→ Document segment:
»»

Marla Karimipour was born and raised in metro Detroit. She received her BA in Psychology from the University of Michigan and has had no formal painting instruction. Since beginning to paint seriously 12 years ago, Karimipour has exhibited in Nebraska, New Jersey, Florida, Wisconsin, and throughout the state of Michigan. She has also shown abroad in Bregenz, Austria and Berlin, Germany. Her work has been published in 2004 in “How to Paint Flowers and Gardens”, a book published by International Artist Magazine, and in a feature article in the December 2004 issue of American Artist. Karimipour has placed numerous works in private collections in Michigan, Wisconsin, New York, and Berlin. She continues to live and work in metro Detroit with her husband and daughter.
7. Corine Vermeulen-Smith
Like a number of photographers before her, Corine Vermeulen-Smith is using photography to examine the city of Detroit, but in her series Your Town Tomorrow she doesn’t focus on its notorious and well documentedurban blight, or its landscape of neglected lots and shuttered factories. Instead she documents community gardens, urban prairies, the personalized spaces of the homeless, and new plantings on abandoned properties. Additionally, Vermeulen-Smith also photographs some of the people who are coordinating and participating in these efforts, in some instances including their commentary or biography as accompanying text.
Born in Gauda, the Netherlands, Smith now lives and works in Southwest Detroit. She completed an MFA in Photography at the Cranbrook Academy of Art, Cranbrook, Michigan, and a BFA at the Design Academy Eindhoven, The Netherlands. Her photographs have been exhibited at the Museum of New Art, Pontiac, Michigan; the Wainger Gallery, Cranbrook Museum of Art, and other venues. She has twice been the recipient of project grants from the Netherlands Foundation for Visual Arts, Design and Architecture.
8. Vagner Mendonça Whitehead
This series of drawings utilizes letters and other orthographic marks to form diverse representations. The emoticon phenomenon has expanded beyond being merely facial expressions to aide interpretations in digital exchanges (email, IM, text messaging, et cetera). They now personify things and beings, by creating resemblance via symbolic sequencing, spacing and organizing.

««

→ Work order 1: Summarize the artist profiles in three sentences.
→ Work order 2: The artist profiles name places where Marla Karimipour has exhibited. List every U.S. state and foreign city among them.
→ Work order 3: Extend the artist profiles with a few more sentences, picking up right after the last line about Vagner Mendonça Whitehead's drawings.

→ Record excerpts:
»»

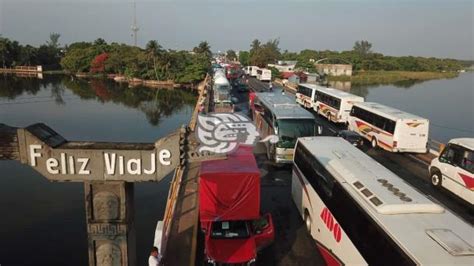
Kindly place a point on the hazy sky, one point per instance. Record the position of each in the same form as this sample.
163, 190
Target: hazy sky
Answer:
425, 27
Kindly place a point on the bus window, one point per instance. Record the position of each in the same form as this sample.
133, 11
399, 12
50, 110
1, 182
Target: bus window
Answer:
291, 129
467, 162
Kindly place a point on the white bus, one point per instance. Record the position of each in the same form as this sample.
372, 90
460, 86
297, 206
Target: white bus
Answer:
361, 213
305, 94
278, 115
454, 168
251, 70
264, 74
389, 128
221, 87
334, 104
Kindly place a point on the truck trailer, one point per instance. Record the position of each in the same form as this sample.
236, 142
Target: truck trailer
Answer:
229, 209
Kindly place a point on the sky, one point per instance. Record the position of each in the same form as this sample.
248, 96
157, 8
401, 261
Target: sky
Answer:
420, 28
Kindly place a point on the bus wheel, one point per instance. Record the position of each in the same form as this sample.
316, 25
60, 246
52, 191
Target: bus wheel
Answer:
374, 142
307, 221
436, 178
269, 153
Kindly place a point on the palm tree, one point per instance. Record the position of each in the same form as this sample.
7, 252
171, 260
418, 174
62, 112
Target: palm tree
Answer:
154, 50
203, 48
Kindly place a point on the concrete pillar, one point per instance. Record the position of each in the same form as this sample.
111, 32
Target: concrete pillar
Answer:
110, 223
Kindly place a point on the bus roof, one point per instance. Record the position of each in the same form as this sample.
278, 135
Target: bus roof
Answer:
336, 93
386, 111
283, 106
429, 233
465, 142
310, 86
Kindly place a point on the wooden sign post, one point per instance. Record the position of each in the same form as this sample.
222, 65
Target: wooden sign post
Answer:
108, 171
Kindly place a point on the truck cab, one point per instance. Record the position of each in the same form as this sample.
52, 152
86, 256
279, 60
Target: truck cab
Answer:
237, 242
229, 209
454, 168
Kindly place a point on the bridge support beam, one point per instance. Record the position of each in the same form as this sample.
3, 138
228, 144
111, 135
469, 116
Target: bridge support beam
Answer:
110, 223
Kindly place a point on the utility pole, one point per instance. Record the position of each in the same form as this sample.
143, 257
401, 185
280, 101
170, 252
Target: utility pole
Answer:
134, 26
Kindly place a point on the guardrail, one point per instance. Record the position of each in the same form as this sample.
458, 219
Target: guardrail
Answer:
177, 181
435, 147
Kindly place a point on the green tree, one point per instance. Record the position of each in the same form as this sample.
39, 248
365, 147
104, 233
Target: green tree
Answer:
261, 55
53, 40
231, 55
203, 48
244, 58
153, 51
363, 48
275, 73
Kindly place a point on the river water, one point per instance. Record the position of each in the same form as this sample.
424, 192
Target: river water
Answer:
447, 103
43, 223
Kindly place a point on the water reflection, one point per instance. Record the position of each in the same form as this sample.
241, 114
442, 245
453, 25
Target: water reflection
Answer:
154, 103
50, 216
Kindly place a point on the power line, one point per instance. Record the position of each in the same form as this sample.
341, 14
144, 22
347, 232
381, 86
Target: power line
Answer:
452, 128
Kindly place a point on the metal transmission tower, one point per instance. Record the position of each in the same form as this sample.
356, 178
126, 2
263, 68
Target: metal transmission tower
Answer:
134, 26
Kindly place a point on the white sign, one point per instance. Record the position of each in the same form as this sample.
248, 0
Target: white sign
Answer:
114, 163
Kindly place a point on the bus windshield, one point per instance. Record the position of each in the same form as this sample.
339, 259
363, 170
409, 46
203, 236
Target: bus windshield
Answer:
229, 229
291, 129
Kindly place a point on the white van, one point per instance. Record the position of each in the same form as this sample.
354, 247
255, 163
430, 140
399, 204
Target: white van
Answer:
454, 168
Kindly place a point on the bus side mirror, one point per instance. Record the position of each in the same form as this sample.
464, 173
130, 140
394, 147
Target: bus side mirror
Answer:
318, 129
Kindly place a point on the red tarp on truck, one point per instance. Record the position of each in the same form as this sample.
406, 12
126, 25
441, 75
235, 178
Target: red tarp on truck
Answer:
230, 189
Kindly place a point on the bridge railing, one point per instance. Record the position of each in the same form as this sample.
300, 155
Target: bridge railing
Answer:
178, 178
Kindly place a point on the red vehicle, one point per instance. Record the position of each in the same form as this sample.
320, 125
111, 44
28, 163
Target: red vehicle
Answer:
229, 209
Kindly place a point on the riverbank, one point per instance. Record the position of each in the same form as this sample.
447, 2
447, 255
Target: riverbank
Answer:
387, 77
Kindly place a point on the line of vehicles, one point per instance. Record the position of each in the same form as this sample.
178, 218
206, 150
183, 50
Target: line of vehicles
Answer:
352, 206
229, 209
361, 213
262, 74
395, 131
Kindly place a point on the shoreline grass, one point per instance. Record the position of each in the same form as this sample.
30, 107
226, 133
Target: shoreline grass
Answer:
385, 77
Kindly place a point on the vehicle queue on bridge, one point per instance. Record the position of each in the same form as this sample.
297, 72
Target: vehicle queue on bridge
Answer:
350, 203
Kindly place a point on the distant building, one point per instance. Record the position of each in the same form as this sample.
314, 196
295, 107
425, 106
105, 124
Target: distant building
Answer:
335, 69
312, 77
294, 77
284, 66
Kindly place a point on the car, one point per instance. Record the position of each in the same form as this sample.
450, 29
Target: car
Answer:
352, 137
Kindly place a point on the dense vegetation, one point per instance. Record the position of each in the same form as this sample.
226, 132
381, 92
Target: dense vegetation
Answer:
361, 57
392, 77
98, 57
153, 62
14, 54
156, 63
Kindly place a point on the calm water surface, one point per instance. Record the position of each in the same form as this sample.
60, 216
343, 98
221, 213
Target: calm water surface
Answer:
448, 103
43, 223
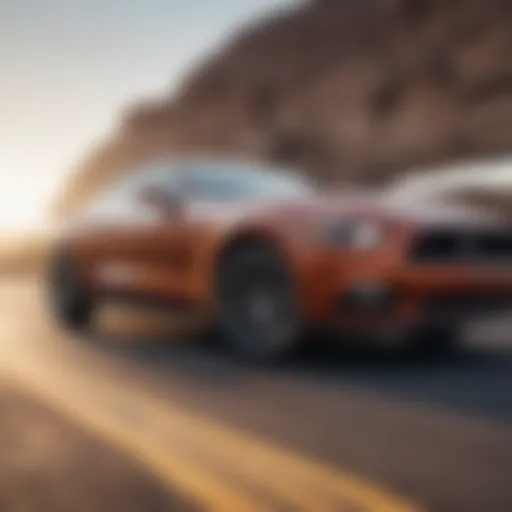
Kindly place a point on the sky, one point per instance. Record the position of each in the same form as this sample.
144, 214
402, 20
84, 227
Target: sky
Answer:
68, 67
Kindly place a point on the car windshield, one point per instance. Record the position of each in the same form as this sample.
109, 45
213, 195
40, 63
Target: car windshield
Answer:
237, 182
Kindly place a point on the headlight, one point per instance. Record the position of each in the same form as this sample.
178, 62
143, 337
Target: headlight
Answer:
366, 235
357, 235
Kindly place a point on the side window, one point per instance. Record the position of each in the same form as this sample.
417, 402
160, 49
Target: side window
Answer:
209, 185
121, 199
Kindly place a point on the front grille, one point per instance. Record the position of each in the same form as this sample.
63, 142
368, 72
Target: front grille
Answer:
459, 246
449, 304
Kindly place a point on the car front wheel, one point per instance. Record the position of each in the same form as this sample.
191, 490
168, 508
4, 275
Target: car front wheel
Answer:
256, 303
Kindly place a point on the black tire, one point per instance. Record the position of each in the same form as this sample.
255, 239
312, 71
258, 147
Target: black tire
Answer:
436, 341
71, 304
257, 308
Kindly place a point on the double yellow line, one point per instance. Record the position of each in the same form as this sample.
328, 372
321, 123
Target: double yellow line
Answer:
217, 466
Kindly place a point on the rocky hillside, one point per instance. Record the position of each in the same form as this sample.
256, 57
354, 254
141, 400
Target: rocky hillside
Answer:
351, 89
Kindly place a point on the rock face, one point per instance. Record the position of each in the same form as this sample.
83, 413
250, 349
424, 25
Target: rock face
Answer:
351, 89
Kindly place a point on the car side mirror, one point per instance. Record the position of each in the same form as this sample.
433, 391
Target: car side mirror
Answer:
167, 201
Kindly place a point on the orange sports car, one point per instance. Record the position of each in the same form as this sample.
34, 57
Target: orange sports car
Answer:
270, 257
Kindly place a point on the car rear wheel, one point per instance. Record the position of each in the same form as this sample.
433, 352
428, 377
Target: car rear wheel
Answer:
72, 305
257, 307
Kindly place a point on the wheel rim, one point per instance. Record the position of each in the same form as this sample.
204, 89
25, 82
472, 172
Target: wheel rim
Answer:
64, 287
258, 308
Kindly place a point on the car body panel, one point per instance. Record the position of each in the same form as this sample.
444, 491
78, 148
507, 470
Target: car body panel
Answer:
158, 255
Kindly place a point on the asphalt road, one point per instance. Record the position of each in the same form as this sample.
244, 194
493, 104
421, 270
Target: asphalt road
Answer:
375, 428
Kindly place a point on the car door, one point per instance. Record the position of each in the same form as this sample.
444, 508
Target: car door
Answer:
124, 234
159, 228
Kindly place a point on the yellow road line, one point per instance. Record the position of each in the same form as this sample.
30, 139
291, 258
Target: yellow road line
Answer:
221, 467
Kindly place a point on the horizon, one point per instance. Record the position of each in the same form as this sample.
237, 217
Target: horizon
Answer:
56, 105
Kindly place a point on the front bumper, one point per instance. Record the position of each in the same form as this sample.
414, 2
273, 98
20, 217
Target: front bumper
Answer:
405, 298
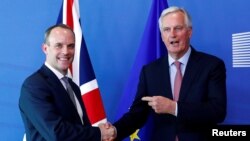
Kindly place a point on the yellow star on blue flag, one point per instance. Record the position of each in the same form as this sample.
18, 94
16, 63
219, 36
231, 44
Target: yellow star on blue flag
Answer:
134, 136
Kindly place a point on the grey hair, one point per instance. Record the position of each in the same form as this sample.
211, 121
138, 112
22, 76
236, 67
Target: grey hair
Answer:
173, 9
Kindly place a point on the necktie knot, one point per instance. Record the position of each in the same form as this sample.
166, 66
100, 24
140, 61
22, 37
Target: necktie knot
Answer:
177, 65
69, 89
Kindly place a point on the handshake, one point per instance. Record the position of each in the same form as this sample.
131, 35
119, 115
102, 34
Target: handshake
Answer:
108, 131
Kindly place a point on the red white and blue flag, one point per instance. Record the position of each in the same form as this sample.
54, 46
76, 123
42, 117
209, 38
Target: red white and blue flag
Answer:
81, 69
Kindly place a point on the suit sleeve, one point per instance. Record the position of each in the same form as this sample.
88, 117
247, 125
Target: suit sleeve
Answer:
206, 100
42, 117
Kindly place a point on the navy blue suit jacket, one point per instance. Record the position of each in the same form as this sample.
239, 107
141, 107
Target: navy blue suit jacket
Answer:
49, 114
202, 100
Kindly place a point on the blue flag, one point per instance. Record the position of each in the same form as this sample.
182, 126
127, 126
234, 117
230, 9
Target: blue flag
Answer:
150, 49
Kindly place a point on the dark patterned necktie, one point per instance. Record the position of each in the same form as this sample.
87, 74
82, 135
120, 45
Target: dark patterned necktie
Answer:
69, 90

««

→ Answer 1: Marla Karimipour, a metro Detroit painter with a BA in Psychology and no formal painting instruction, has exhibited in several U.S. states and in Austria and Germany, and her work has been published and placed in private collections. Corine Vermeulen-Smith, born in the Netherlands and now working in Southwest Detroit, photographs community gardens, urban prairies, homeless people's spaces and new plantings in her series Your Town Tomorrow, and her work has been exhibited and twice supported by Dutch project grants. Vagner Mendonça Whitehead's series of drawings uses letters and other orthographic marks to form representations, drawing on emoticons that now personify things and beings.

→ Answer 2: Nebraska; New Jersey; Florida; Wisconsin; Michigan; Bregenz, Austria; Berlin, Germany

→ Answer 3:
Rendered with color pencil on seventeen by fourteen inches paper, this ongoing series aims to emulates children’s drawings commonly found in refrigerators across the nation. In times when mediated experiences may outnumber immediate ones, one supposes that what sparks one’s imagination may originate in the screen, not the in mind or from actual contact.
9. Alison Wong
Alison Wong is a first generation Chinese American, born and raised in Illinois. She received her BFA from The Maryland Institute, College of Art and MFA from Cranbrook Academy of Art. Wong has exhibited in the United States, Europe and Asia. Since completing her Masters Degree, Wong has curated a number of exhibitions in the Metro Detroit Area and is currently the Exhibitions and Education Coordinator at The Art Center in Mount Clemens, Michigan.
Wong’s work focuses on romance, relationships and love. Within each piece, the work finds balance or rather flickers between two independent ideas. The imagery has both masculine and feminine connotations. Opposing ideas are dealt with aesthetically, in the handling of medium as well as setting hard-edged objects upon soft atmospheric grounds, or representing objects with a feathery touch. Both imagery and content are light hearted and sugary sweet but are executed in a slow, painstakingly serious manner. An attempt at subverting the harsh realities of adult love, the works speak of innocence and fantasy. Each piece is a romantic love story. It’s the kind of love that sweeps you off your feet.